WHAT TO WORK ON.
Render all of the records below as a Markdown table with two columns, Row and Line, giving each nonblank line its own numbered row and omitting blank lines.

--- START ---

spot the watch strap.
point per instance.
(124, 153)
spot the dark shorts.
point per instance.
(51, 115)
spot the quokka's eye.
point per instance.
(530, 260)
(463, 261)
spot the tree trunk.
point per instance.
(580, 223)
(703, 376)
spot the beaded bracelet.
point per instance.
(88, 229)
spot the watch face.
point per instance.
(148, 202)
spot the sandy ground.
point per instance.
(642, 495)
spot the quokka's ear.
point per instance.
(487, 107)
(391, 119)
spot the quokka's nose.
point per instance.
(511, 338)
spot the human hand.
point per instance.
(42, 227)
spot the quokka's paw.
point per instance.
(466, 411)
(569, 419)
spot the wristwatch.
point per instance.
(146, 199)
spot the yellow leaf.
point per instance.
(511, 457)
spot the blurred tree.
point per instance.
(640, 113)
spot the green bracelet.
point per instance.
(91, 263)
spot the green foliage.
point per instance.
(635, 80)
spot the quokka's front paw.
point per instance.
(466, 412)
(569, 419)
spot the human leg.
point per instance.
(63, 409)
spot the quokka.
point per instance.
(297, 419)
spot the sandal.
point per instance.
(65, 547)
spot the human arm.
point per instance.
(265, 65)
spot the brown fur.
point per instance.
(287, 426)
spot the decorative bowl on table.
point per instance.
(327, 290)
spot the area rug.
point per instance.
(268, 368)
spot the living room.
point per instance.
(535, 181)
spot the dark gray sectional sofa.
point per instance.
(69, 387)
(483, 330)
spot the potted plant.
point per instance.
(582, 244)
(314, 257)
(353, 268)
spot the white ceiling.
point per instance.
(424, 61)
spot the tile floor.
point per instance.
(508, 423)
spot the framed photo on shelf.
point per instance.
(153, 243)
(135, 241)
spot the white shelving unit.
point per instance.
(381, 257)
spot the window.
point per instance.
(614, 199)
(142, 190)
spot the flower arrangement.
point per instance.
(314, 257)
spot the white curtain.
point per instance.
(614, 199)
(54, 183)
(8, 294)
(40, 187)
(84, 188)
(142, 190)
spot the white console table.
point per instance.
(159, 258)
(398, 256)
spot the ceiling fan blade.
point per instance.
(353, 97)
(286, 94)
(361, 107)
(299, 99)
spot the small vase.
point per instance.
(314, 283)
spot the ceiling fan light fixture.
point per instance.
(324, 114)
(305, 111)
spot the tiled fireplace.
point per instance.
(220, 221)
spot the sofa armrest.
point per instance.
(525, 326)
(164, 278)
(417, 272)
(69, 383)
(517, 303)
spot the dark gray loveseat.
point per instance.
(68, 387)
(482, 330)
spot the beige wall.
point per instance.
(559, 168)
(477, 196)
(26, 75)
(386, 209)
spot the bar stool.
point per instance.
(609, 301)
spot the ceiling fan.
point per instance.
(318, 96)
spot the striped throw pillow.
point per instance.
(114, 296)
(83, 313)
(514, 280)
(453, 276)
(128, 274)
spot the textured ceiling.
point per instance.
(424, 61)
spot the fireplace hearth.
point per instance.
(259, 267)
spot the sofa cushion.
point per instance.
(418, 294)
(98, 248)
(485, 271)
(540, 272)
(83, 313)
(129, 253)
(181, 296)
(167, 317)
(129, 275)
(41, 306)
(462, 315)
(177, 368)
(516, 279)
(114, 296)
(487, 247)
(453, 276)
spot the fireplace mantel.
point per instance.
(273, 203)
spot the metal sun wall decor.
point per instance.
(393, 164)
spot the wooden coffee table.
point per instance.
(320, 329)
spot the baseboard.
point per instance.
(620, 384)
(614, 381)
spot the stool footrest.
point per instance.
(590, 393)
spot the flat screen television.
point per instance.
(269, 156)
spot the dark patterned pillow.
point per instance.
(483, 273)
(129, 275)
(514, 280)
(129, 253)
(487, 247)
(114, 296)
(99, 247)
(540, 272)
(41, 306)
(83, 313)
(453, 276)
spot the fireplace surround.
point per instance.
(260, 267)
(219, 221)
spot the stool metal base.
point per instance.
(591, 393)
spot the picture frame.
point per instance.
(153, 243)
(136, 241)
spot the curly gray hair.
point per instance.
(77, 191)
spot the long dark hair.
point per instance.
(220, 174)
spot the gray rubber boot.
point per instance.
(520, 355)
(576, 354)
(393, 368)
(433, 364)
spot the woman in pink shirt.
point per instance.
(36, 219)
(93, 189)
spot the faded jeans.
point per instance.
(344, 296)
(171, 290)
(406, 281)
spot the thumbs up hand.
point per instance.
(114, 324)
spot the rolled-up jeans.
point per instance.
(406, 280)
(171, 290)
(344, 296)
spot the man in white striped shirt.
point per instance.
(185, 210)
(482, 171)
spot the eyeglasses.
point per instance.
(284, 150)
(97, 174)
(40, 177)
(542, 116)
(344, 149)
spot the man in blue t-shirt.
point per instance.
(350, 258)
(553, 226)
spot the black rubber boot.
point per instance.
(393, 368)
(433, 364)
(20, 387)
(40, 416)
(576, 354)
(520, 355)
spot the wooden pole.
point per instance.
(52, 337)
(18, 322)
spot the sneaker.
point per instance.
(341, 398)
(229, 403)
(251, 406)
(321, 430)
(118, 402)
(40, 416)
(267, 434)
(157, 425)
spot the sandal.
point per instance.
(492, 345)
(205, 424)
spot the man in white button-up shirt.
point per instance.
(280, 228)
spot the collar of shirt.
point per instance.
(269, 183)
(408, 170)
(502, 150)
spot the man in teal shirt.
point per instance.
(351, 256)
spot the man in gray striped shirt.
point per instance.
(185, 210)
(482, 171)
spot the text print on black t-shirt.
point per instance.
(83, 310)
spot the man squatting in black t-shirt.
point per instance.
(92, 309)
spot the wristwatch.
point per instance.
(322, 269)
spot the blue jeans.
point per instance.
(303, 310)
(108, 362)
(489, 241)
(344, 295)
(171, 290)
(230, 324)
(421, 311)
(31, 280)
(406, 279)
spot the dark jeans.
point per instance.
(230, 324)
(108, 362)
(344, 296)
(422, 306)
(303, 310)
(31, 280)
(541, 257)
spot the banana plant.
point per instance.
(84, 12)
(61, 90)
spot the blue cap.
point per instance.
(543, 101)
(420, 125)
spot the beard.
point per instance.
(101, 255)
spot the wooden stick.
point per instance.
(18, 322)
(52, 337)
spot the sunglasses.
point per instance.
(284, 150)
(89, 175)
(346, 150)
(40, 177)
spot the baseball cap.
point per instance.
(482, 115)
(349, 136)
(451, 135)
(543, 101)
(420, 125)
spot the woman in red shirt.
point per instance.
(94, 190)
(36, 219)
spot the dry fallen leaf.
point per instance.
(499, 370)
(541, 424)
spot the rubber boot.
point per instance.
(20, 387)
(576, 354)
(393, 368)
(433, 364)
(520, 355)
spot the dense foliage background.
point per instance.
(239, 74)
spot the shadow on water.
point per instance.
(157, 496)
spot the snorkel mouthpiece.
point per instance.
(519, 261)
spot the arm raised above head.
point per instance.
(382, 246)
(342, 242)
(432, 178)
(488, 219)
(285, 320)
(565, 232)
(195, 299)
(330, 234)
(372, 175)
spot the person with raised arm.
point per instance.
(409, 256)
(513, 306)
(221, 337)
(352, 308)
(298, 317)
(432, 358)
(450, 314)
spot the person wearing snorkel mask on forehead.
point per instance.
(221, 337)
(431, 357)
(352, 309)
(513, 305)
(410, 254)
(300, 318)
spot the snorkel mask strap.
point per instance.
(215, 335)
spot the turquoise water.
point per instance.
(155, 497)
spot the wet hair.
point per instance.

--- END ---

COMPLETED TASK.
| Row | Line |
|---|---|
| 1 | spot the watch strap. |
| 2 | point per instance. |
| 3 | (124, 153) |
| 4 | spot the dark shorts. |
| 5 | point per instance. |
| 6 | (51, 115) |
| 7 | spot the quokka's eye. |
| 8 | point per instance. |
| 9 | (530, 260) |
| 10 | (463, 261) |
| 11 | spot the tree trunk. |
| 12 | point per instance. |
| 13 | (580, 223) |
| 14 | (703, 376) |
| 15 | spot the beaded bracelet. |
| 16 | point per instance. |
| 17 | (88, 229) |
| 18 | spot the watch face. |
| 19 | point per instance. |
| 20 | (148, 202) |
| 21 | spot the sandy ground. |
| 22 | point per instance. |
| 23 | (642, 495) |
| 24 | spot the quokka's ear. |
| 25 | point per instance. |
| 26 | (487, 107) |
| 27 | (391, 119) |
| 28 | spot the quokka's nose. |
| 29 | point per instance. |
| 30 | (511, 338) |
| 31 | spot the human hand. |
| 32 | point per instance. |
| 33 | (42, 227) |
| 34 | spot the quokka's paw. |
| 35 | point per instance. |
| 36 | (466, 411) |
| 37 | (569, 419) |
| 38 | spot the wristwatch. |
| 39 | point per instance. |
| 40 | (146, 199) |
| 41 | spot the yellow leaf. |
| 42 | point per instance. |
| 43 | (511, 457) |
| 44 | spot the blurred tree. |
| 45 | point per instance. |
| 46 | (640, 113) |
| 47 | spot the green bracelet. |
| 48 | point per instance. |
| 49 | (91, 263) |
| 50 | spot the green foliage. |
| 51 | point per instance. |
| 52 | (635, 80) |
| 53 | spot the quokka's front paw. |
| 54 | point per instance. |
| 55 | (466, 412) |
| 56 | (569, 419) |
| 57 | spot the human leg. |
| 58 | point per instance. |
| 59 | (63, 409) |
| 60 | spot the quokka. |
| 61 | point per instance. |
| 62 | (297, 419) |
| 63 | spot the sandal. |
| 64 | point per instance. |
| 65 | (65, 547) |
| 66 | spot the human arm. |
| 67 | point per instance. |
| 68 | (265, 65) |
| 69 | spot the brown fur. |
| 70 | point per instance. |
| 71 | (287, 426) |
| 72 | spot the decorative bowl on table. |
| 73 | point per instance. |
| 74 | (327, 290) |
| 75 | spot the area rug. |
| 76 | point per instance. |
| 77 | (268, 368) |
| 78 | spot the living room. |
| 79 | point per instance. |
| 80 | (535, 181) |
| 81 | spot the dark gray sectional sofa. |
| 82 | point per instance. |
| 83 | (69, 387) |
| 84 | (483, 330) |
| 85 | spot the potted plant. |
| 86 | point per instance. |
| 87 | (582, 244) |
| 88 | (314, 257) |
| 89 | (353, 268) |
| 90 | spot the white ceiling. |
| 91 | point per instance. |
| 92 | (424, 61) |
| 93 | spot the tile floor. |
| 94 | point per instance. |
| 95 | (508, 423) |
| 96 | spot the framed photo on shelf. |
| 97 | point per instance. |
| 98 | (153, 243) |
| 99 | (135, 241) |
| 100 | spot the white shelving unit. |
| 101 | point per instance. |
| 102 | (381, 257) |
| 103 | spot the window. |
| 104 | point per instance. |
| 105 | (614, 199) |
| 106 | (142, 190) |
| 107 | spot the flower arrangement. |
| 108 | point per instance. |
| 109 | (314, 257) |
| 110 | spot the white curtain. |
| 111 | point per instance. |
| 112 | (614, 199) |
| 113 | (54, 183) |
| 114 | (8, 294) |
| 115 | (40, 187) |
| 116 | (84, 188) |
| 117 | (142, 190) |
| 118 | spot the white console table. |
| 119 | point per instance. |
| 120 | (159, 258) |
| 121 | (398, 256) |
| 122 | spot the ceiling fan blade. |
| 123 | point per instance. |
| 124 | (353, 97) |
| 125 | (286, 94) |
| 126 | (361, 107) |
| 127 | (299, 99) |
| 128 | spot the small vase. |
| 129 | point per instance. |
| 130 | (314, 283) |
| 131 | spot the ceiling fan light fixture. |
| 132 | point per instance. |
| 133 | (324, 114) |
| 134 | (305, 111) |
| 135 | spot the tiled fireplace. |
| 136 | point per instance. |
| 137 | (220, 221) |
| 138 | spot the sofa armrest. |
| 139 | point per instance. |
| 140 | (525, 326) |
| 141 | (164, 278) |
| 142 | (417, 272) |
| 143 | (69, 383) |
| 144 | (517, 303) |
| 145 | spot the dark gray loveseat. |
| 146 | point per instance. |
| 147 | (68, 387) |
| 148 | (482, 330) |
| 149 | spot the beige wall. |
| 150 | point per instance. |
| 151 | (559, 168) |
| 152 | (477, 196) |
| 153 | (26, 75) |
| 154 | (386, 209) |
| 155 | spot the bar stool. |
| 156 | point per instance. |
| 157 | (609, 301) |
| 158 | spot the ceiling fan. |
| 159 | point per instance. |
| 160 | (318, 96) |
| 161 | spot the striped throw pillow. |
| 162 | point per instance. |
| 163 | (114, 296) |
| 164 | (83, 313) |
| 165 | (514, 280) |
| 166 | (453, 276) |
| 167 | (128, 274) |
| 168 | spot the textured ceiling. |
| 169 | point per instance. |
| 170 | (424, 61) |
| 171 | spot the fireplace hearth. |
| 172 | point per instance. |
| 173 | (259, 267) |
| 174 | spot the sofa cushion. |
| 175 | point per instance. |
| 176 | (418, 294) |
| 177 | (98, 248) |
| 178 | (485, 271) |
| 179 | (540, 272) |
| 180 | (83, 313) |
| 181 | (129, 253) |
| 182 | (181, 296) |
| 183 | (167, 317) |
| 184 | (129, 275) |
| 185 | (41, 306) |
| 186 | (462, 315) |
| 187 | (177, 368) |
| 188 | (516, 279) |
| 189 | (114, 296) |
| 190 | (487, 247) |
| 191 | (453, 276) |
| 192 | spot the fireplace mantel. |
| 193 | point per instance. |
| 194 | (273, 203) |
| 195 | spot the metal sun wall decor. |
| 196 | point per instance. |
| 197 | (393, 164) |
| 198 | spot the wooden coffee table. |
| 199 | point per instance. |
| 200 | (320, 329) |
| 201 | spot the baseboard. |
| 202 | point per instance. |
| 203 | (620, 384) |
| 204 | (614, 381) |
| 205 | spot the stool footrest. |
| 206 | point per instance. |
| 207 | (590, 393) |
| 208 | spot the flat screen television. |
| 209 | point per instance. |
| 210 | (269, 156) |
| 211 | spot the dark patterned pillow. |
| 212 | point per instance. |
| 213 | (483, 273) |
| 214 | (129, 275) |
| 215 | (514, 280) |
| 216 | (129, 253) |
| 217 | (487, 247) |
| 218 | (114, 296) |
| 219 | (99, 247) |
| 220 | (540, 272) |
| 221 | (41, 306) |
| 222 | (83, 313) |
| 223 | (453, 276) |
| 224 | spot the fireplace surround. |
| 225 | point per instance. |
| 226 | (260, 267) |
| 227 | (219, 221) |
| 228 | spot the stool metal base. |
| 229 | point per instance. |
| 230 | (591, 393) |
| 231 | spot the picture frame. |
| 232 | point per instance. |
| 233 | (153, 243) |
| 234 | (136, 241) |
| 235 | spot the curly gray hair. |
| 236 | point per instance. |
| 237 | (77, 191) |
| 238 | spot the long dark hair. |
| 239 | point per instance. |
| 240 | (220, 174) |
| 241 | spot the gray rubber boot. |
| 242 | point per instance. |
| 243 | (520, 355) |
| 244 | (576, 354) |
| 245 | (393, 368) |
| 246 | (433, 364) |
| 247 | spot the woman in pink shirt. |
| 248 | point per instance. |
| 249 | (36, 219) |
| 250 | (93, 189) |
| 251 | spot the faded jeans. |
| 252 | point per instance. |
| 253 | (344, 296) |
| 254 | (171, 290) |
| 255 | (406, 281) |
| 256 | spot the thumbs up hand. |
| 257 | point per instance. |
| 258 | (114, 324) |
| 259 | spot the rolled-up jeans. |
| 260 | point per instance. |
| 261 | (406, 280) |
| 262 | (171, 290) |
| 263 | (344, 296) |
| 264 | spot the man in white striped shirt. |
| 265 | point per instance. |
| 266 | (185, 210) |
| 267 | (482, 171) |
| 268 | spot the eyeglasses. |
| 269 | point per instance. |
| 270 | (284, 150) |
| 271 | (97, 174) |
| 272 | (40, 177) |
| 273 | (542, 116) |
| 274 | (344, 149) |
| 275 | spot the man in blue t-shirt. |
| 276 | point per instance. |
| 277 | (350, 258) |
| 278 | (553, 226) |
| 279 | spot the black rubber boot. |
| 280 | point per instance. |
| 281 | (393, 368) |
| 282 | (433, 364) |
| 283 | (20, 387) |
| 284 | (40, 416) |
| 285 | (576, 354) |
| 286 | (520, 355) |
| 287 | spot the wooden pole. |
| 288 | point per instance. |
| 289 | (52, 337) |
| 290 | (18, 322) |
| 291 | spot the sneaker. |
| 292 | point per instance. |
| 293 | (341, 398) |
| 294 | (229, 403) |
| 295 | (251, 406) |
| 296 | (321, 430) |
| 297 | (118, 402) |
| 298 | (40, 416) |
| 299 | (267, 434) |
| 300 | (157, 425) |
| 301 | spot the sandal. |
| 302 | point per instance. |
| 303 | (492, 345) |
| 304 | (205, 424) |
| 305 | spot the man in white button-up shirt. |
| 306 | point per instance. |
| 307 | (280, 228) |
| 308 | spot the collar of shirt. |
| 309 | point per instance. |
| 310 | (269, 183) |
| 311 | (408, 170) |
| 312 | (502, 150) |
| 313 | spot the man in teal shirt. |
| 314 | point per instance. |
| 315 | (351, 256) |
| 316 | spot the man in gray striped shirt. |
| 317 | point per instance. |
| 318 | (185, 210) |
| 319 | (482, 171) |
| 320 | spot the text print on black t-shirt. |
| 321 | point per instance. |
| 322 | (83, 310) |
| 323 | spot the man squatting in black t-shirt. |
| 324 | point per instance. |
| 325 | (92, 309) |
| 326 | spot the wristwatch. |
| 327 | point per instance. |
| 328 | (322, 269) |
| 329 | spot the blue jeans. |
| 330 | point per instance. |
| 331 | (303, 310) |
| 332 | (108, 362) |
| 333 | (489, 241) |
| 334 | (344, 295) |
| 335 | (171, 290) |
| 336 | (230, 324) |
| 337 | (421, 311) |
| 338 | (31, 280) |
| 339 | (406, 279) |
| 340 | spot the dark jeans. |
| 341 | point per instance. |
| 342 | (230, 324) |
| 343 | (108, 362) |
| 344 | (344, 296) |
| 345 | (422, 306) |
| 346 | (303, 310) |
| 347 | (31, 280) |
| 348 | (541, 257) |
| 349 | spot the banana plant. |
| 350 | point per instance. |
| 351 | (84, 12) |
| 352 | (61, 90) |
| 353 | spot the blue cap. |
| 354 | point per instance. |
| 355 | (543, 101) |
| 356 | (420, 125) |
| 357 | spot the beard. |
| 358 | point per instance. |
| 359 | (101, 255) |
| 360 | spot the wooden stick. |
| 361 | point per instance. |
| 362 | (18, 322) |
| 363 | (52, 337) |
| 364 | spot the sunglasses. |
| 365 | point per instance. |
| 366 | (284, 150) |
| 367 | (89, 175) |
| 368 | (346, 150) |
| 369 | (40, 177) |
| 370 | spot the baseball cap. |
| 371 | point per instance. |
| 372 | (482, 115) |
| 373 | (349, 136) |
| 374 | (451, 135) |
| 375 | (543, 101) |
| 376 | (420, 125) |
| 377 | spot the woman in red shirt. |
| 378 | point per instance. |
| 379 | (94, 190) |
| 380 | (36, 219) |
| 381 | spot the dry fallen leaf. |
| 382 | point per instance. |
| 383 | (499, 370) |
| 384 | (541, 424) |
| 385 | spot the rubber boot. |
| 386 | point per instance. |
| 387 | (20, 387) |
| 388 | (576, 354) |
| 389 | (393, 368) |
| 390 | (433, 364) |
| 391 | (520, 355) |
| 392 | spot the dense foliage background. |
| 393 | point per instance. |
| 394 | (239, 74) |
| 395 | spot the shadow on water. |
| 396 | point per instance. |
| 397 | (157, 496) |
| 398 | spot the snorkel mouthpiece. |
| 399 | point per instance. |
| 400 | (519, 261) |
| 401 | spot the arm raised above head. |
| 402 | point per instance. |
| 403 | (382, 246) |
| 404 | (342, 242) |
| 405 | (432, 178) |
| 406 | (488, 219) |
| 407 | (285, 320) |
| 408 | (565, 232) |
| 409 | (195, 299) |
| 410 | (330, 234) |
| 411 | (372, 175) |
| 412 | spot the person with raised arm. |
| 413 | point per instance. |
| 414 | (409, 256) |
| 415 | (513, 306) |
| 416 | (221, 337) |
| 417 | (352, 308) |
| 418 | (298, 317) |
| 419 | (432, 358) |
| 420 | (450, 314) |
| 421 | spot the person wearing snorkel mask on forehead. |
| 422 | point per instance. |
| 423 | (221, 337) |
| 424 | (431, 357) |
| 425 | (352, 309) |
| 426 | (513, 305) |
| 427 | (410, 254) |
| 428 | (300, 318) |
| 429 | spot the snorkel mask strap. |
| 430 | point per instance. |
| 431 | (215, 335) |
| 432 | spot the turquoise water. |
| 433 | point per instance. |
| 434 | (155, 497) |
| 435 | spot the wet hair. |
| 436 | point per instance. |